> [EXERCISE TASK 1]:
In the post about the electric vehicle build, to what phase current is each Phaserunner limited?
> [EXERCISE TASK 2]:
Pick up the post about the electric vehicle build after its final sentence and continue it in the same voice.

> [TEXT PASSAGE]:
It will be even more stealth with the body I'm going to make for it. Disguised as an unmotorized velomobile, and everything will be sealed. Unless it gets confiscated and torn apart, nothing will be found.

The Phaserunners are a temporary measure. I might use a 3rd Phaserunner for the middrive. I still need to find a similarly light controller that can reliably make more power, that is actually available. I really want the PowerVelocity to be real. Another possibility is one of the Nucular lineup, and ditch the CA3.

Maybe I'll do a 0-60 mph run this weekend. It feels like it would do it in around 8-9 seconds. Not as fast as it was as a trike with 10 kW to a single rear motor and a single ASI BAC4000 running 200A phase current, but these front motors are wound for more speed, I'm using lowly Phaserunners each limited to 90A, and I didn't need to run much field weakening on them to spin to 119 mph. The Phaserunners are such pussies by comparison that I can't eat my tires(well tire, as a trike) and leave thick layer(s) of rubber at will anymore. But I can still chirp the front wheels and peel out if I am turning and accelerate hard at low speed. And with two front motors, there's no torque steer.

> [COLLECTED MATERIAL]:

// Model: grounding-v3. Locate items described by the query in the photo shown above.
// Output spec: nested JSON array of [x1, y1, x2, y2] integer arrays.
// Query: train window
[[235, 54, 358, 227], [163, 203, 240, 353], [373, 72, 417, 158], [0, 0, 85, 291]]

> [TASK OUTPUT 1]:
Each Phaserunner is limited to 90A.

> [TASK OUTPUT 2]:
It's ridiculous how well I can climb steep gravel hills with this, that I couldn't as a trike. At low power, the front motors equal my pedaling and I can climb any type of surface. But it's not an SUV and the ground clearance is still low, as it is intended for use primarily on good condition pavement.

Without a body, I measured ~650W to cruise 35 mph on flat ground. That is a lot better than I expected. As a single-motor trike with no body, it would have used about 800W, and as a single-motored velomobile tadpole with my previous shell design on it, about 400W at the same speed. 55 mph used about 6 kW.

I did recline the seat a lot more, enabled by the quad layout and installation of rear suspension, so the frontal area is closer to that my my Milan SL velomobile than it was as a custom designed tadpole velomobile. I had a frontal area reduction of at least 20%.

It corners very well. I bet I could exceed 1G lateral.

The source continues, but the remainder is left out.